**Task 1:**
Reproduce, word for word, the stretch from "I wouldn't necessarily" through "degree of monitoring." in the discussion of adoption agencies and religious rights below.

★ ★ ★

I don't accept that there's any "perceived but unreal injury". Given the numbers of kids that have been placed over the years by Catholic adoption agencies, I think there's every likelihood that gay kids will have been placed with families that (at mimimum) make them feel sinful and despised, and at worst make them despairing and resort to self-harm or worse. Such kids are appropriately placed with accepting families - including same-sex couples. I do not think that the *state* should fund agencies who do not clearly understand this.
I wouldn't necessarily go so far as to say that entirely voluntary funded agencies should be entirely prohibited from placing kids with only heterosexual parents, but the history of abuse and cover-up among religious groups means that I'd expect a very high degree of monitoring.
And secondly, it's impossible for them all to be on a level playing field because the clashes between different minority groups will happen. I'm simply stating why religious rights should come bottom of that pecking order.
That's like saying you don't have a problem with black people, just their black skin.
Utterly ridiculous.
The point I'm making is that imho you are wrong to say people can change their beliefs at the drop off a hat.
In theory, sure, but in practice it is very difficult and not without consequences.
I have met many Christians (I am one myself) and had passionate disagreements on the issue of homosexuality.
I am stunned to see the levels of hatred they expressed which are no reflection on you. But a reflection on them and thier understanding of Christianity, whose ultimate message has always been one of mercy.
I know very few religious people who have 'problems with gays', the problem is usually with homosexuality - not the people themselves.

★ ★ ★

**Task 2:**
Copy out every line of the entries below that holds the string "exhaust".

**Extracted data:**
★ ★ ★

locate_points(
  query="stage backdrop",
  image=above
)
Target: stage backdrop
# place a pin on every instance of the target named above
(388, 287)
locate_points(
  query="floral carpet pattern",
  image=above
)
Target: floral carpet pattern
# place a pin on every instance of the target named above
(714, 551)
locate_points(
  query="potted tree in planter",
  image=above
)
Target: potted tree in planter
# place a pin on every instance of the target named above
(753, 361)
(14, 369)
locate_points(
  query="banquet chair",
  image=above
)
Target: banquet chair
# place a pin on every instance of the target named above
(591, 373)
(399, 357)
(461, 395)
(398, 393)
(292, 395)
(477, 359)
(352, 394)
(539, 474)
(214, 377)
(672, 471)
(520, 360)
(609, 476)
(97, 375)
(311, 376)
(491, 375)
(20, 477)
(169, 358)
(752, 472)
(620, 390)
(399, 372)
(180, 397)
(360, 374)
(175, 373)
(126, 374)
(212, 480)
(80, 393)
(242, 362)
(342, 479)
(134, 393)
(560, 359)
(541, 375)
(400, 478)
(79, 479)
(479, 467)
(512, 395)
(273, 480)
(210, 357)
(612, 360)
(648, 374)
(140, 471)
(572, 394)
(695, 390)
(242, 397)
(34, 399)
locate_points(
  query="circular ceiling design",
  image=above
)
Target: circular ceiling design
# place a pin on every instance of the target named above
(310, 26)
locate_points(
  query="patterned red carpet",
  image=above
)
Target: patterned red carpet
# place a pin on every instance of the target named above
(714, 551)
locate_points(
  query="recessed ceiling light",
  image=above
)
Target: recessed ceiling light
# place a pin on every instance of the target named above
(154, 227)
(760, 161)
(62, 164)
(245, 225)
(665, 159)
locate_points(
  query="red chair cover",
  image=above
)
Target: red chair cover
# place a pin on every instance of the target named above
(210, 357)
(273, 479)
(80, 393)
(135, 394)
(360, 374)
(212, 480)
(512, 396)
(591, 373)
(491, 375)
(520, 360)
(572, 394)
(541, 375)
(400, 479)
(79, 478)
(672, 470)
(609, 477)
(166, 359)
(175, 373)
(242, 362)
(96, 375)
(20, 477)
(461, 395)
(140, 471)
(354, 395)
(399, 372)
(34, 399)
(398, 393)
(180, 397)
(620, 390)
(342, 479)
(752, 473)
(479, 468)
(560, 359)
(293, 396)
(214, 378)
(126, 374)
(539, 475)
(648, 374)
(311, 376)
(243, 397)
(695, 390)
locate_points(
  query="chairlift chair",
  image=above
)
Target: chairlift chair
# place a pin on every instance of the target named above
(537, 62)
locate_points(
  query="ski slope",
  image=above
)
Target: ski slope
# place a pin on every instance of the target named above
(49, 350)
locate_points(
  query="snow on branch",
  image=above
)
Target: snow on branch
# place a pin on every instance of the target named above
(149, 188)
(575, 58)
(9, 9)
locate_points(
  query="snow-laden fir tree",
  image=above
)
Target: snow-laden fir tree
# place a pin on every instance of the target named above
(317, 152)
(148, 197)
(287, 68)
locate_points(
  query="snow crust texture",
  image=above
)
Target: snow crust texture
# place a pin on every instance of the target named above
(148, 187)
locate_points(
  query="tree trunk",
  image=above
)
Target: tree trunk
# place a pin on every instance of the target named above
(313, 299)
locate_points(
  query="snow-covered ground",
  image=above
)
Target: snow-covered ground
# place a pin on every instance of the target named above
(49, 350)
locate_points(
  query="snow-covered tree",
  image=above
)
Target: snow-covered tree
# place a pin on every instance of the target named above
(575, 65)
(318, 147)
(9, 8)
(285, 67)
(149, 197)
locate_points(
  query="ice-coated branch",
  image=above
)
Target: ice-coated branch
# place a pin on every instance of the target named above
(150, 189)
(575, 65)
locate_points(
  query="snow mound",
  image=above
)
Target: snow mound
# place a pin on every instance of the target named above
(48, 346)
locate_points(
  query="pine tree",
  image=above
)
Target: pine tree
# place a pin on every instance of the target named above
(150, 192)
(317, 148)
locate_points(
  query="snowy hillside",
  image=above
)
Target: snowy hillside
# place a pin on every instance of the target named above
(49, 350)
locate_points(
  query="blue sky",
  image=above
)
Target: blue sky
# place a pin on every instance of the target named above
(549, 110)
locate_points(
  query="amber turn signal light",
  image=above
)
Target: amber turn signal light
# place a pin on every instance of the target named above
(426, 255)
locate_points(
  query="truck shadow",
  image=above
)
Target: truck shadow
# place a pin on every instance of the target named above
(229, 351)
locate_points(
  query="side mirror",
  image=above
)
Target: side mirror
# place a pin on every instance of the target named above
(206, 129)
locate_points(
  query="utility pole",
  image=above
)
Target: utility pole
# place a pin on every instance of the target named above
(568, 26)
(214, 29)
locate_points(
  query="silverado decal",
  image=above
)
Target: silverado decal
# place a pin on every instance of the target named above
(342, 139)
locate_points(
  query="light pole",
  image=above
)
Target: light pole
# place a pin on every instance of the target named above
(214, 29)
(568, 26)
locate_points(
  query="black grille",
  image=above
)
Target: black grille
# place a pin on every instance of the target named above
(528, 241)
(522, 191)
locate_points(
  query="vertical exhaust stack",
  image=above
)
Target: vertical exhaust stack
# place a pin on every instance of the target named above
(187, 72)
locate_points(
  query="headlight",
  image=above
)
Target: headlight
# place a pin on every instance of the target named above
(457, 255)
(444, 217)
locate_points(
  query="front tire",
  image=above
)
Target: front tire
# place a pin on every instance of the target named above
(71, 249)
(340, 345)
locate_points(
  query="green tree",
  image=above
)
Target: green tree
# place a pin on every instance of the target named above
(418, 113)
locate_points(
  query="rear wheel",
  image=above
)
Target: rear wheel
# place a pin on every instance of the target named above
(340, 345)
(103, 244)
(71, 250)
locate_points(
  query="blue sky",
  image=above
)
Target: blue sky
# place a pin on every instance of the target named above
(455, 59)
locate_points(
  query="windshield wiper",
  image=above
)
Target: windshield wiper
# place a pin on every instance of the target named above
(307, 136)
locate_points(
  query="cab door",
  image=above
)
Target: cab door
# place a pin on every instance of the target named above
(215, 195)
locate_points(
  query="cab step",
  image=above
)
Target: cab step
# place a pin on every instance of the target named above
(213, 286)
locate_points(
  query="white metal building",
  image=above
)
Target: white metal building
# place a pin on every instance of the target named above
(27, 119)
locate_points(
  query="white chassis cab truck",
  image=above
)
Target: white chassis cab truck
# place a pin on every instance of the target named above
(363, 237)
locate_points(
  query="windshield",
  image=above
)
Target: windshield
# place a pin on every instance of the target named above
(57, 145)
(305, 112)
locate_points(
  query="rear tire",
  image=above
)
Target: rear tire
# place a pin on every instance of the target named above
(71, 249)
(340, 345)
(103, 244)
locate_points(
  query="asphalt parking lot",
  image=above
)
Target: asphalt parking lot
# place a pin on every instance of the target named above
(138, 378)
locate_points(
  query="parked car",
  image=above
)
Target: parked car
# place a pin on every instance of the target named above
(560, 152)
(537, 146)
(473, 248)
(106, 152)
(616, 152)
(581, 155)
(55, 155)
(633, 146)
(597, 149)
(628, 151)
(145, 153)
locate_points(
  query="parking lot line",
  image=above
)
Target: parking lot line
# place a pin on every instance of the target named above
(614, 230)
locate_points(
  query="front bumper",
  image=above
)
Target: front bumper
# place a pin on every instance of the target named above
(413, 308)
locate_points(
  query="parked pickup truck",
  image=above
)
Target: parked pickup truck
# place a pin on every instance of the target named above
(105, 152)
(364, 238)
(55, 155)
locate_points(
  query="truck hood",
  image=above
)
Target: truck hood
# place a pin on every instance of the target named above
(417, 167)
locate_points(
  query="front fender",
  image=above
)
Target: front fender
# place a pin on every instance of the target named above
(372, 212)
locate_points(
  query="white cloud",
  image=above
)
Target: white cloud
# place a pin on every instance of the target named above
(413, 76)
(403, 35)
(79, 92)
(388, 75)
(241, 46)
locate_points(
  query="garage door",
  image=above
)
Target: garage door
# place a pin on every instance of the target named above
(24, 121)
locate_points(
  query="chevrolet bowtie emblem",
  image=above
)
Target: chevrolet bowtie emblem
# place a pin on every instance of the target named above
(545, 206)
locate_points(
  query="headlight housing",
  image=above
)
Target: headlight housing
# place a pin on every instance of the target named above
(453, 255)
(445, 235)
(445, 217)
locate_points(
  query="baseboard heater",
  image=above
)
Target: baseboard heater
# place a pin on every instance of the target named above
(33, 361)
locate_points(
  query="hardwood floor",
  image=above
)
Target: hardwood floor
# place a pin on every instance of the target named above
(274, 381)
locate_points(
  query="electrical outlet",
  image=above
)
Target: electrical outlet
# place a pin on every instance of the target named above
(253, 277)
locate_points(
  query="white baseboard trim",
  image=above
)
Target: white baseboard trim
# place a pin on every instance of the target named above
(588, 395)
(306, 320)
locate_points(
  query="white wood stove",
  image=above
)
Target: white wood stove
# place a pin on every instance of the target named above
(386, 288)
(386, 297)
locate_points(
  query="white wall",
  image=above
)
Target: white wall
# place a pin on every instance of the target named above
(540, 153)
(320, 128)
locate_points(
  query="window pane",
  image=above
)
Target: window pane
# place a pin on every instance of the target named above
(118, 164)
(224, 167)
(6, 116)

★ ★ ★

**Worked answer 1:**
I wouldn't necessarily go so far as to say that entirely voluntary funded agencies should be entirely prohibited from placing kids with only heterosexual parents, but the history of abuse and cover-up among religious groups means that I'd expect a very high degree of monitoring.

**Worked answer 2:**
  query="vertical exhaust stack",
Target: vertical exhaust stack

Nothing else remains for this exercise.